> [Problem description]: Reproduce the listing with "separate parts" renamed to "disjoint parts", and leave every other line as it is.

[Boundary-labeling items]
----------------

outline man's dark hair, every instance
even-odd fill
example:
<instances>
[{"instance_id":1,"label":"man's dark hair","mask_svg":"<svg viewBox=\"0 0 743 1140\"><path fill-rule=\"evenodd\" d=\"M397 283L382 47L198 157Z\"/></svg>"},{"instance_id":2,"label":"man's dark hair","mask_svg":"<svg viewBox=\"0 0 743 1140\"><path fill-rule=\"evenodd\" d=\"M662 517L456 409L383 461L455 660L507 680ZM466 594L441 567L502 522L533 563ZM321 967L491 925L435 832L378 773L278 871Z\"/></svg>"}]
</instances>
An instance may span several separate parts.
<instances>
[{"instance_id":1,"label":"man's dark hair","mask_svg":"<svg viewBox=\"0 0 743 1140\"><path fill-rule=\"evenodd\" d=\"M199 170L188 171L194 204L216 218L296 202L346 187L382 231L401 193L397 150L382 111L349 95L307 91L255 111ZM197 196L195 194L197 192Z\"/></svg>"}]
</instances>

----------------

> [Response for this exercise]:
outline man's dark hair, every instance
even-odd fill
example:
<instances>
[{"instance_id":1,"label":"man's dark hair","mask_svg":"<svg viewBox=\"0 0 743 1140\"><path fill-rule=\"evenodd\" d=\"M397 283L382 47L198 157Z\"/></svg>"},{"instance_id":2,"label":"man's dark hair","mask_svg":"<svg viewBox=\"0 0 743 1140\"><path fill-rule=\"evenodd\" d=\"M662 517L456 409L383 461L455 660L507 680ZM466 594L441 567L502 522L533 563ZM321 967L491 925L435 832L378 773L278 871Z\"/></svg>"}]
</instances>
An instance may span several disjoint parts.
<instances>
[{"instance_id":1,"label":"man's dark hair","mask_svg":"<svg viewBox=\"0 0 743 1140\"><path fill-rule=\"evenodd\" d=\"M199 170L188 171L194 204L216 218L296 202L346 187L382 231L401 193L397 150L382 111L349 95L307 91L255 111ZM197 196L195 194L197 192Z\"/></svg>"}]
</instances>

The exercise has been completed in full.